_ACTIVITY_: The job is to find each line in the entries holding the string "below" and copy that line.

_Dataset records_:
__________

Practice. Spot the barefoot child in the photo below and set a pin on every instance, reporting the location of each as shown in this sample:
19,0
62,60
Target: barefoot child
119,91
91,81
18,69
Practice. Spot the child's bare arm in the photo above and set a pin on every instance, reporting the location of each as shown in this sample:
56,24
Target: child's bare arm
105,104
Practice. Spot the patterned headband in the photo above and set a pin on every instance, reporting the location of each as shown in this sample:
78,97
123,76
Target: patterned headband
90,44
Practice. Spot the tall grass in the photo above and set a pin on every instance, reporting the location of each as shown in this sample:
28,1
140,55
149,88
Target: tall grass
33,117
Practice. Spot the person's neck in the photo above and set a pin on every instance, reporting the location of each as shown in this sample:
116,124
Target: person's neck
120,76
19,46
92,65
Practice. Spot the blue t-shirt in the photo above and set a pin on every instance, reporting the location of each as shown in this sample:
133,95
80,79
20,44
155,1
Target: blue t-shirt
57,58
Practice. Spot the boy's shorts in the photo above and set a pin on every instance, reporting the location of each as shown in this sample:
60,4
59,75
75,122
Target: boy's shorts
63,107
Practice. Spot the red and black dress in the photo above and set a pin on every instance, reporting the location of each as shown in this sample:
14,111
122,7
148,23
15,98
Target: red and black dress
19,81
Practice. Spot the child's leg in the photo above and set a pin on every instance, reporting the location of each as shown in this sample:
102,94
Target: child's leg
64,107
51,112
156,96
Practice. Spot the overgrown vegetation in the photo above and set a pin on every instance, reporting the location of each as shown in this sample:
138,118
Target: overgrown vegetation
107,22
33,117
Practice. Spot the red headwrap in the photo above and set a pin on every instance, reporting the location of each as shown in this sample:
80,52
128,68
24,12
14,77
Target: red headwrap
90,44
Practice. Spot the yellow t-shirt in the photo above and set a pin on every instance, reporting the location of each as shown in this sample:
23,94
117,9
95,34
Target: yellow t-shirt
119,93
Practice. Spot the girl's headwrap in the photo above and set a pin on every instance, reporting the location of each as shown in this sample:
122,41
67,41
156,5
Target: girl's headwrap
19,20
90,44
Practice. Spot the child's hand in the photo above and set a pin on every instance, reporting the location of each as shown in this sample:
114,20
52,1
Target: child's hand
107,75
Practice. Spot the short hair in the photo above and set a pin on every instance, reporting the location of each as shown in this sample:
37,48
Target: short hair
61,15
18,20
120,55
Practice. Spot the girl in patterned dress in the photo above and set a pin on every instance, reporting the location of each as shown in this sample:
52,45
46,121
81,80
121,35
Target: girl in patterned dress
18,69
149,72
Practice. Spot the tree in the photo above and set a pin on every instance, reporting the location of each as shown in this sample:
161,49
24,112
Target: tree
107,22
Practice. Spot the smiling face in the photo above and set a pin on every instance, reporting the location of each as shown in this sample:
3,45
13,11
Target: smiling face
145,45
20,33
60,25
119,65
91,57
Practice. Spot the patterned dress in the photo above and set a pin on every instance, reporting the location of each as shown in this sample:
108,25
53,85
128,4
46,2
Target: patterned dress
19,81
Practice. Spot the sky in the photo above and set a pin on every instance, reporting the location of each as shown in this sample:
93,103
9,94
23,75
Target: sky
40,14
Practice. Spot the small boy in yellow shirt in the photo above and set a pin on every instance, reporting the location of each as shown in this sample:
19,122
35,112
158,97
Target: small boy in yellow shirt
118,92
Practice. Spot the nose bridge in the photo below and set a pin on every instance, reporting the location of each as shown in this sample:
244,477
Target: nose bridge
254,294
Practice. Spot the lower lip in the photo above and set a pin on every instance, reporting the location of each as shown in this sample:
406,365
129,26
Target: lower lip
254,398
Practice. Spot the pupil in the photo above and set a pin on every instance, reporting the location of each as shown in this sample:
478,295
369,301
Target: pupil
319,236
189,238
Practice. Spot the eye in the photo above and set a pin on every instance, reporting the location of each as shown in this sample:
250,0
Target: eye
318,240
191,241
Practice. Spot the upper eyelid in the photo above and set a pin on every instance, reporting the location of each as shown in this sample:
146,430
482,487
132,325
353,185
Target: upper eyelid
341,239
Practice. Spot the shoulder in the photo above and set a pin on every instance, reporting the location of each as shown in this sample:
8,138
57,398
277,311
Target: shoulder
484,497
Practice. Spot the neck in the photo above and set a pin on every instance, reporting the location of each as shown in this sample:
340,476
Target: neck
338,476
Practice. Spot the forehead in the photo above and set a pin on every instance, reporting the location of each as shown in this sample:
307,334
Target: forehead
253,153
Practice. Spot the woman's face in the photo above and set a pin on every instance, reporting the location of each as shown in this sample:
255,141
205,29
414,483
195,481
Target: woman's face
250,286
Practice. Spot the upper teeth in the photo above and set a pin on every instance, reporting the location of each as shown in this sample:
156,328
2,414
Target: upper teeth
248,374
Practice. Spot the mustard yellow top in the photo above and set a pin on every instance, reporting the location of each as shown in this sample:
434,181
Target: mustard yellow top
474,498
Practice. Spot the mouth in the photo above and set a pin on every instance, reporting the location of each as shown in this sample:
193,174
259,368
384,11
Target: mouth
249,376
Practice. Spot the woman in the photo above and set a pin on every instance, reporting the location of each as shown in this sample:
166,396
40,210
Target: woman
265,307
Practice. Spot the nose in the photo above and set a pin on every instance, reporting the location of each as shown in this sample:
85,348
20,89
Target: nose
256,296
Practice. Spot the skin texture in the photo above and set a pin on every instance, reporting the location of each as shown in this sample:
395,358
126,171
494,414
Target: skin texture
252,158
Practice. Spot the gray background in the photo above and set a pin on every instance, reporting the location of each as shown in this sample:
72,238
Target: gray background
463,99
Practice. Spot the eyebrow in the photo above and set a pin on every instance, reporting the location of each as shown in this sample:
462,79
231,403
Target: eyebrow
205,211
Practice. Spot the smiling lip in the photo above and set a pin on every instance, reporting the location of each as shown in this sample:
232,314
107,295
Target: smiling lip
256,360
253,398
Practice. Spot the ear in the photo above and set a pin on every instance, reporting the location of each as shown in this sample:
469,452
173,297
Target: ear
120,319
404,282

__________

_ANSWER TO THIS TASK_:
Practice. Spot the barefoot child in the photo below and set a pin on every instance, reporting the location of each as shown in this sample:
Practice. Spot the nose bridge in the photo below and set a pin on every instance, reporting the location of each as shown in this sample:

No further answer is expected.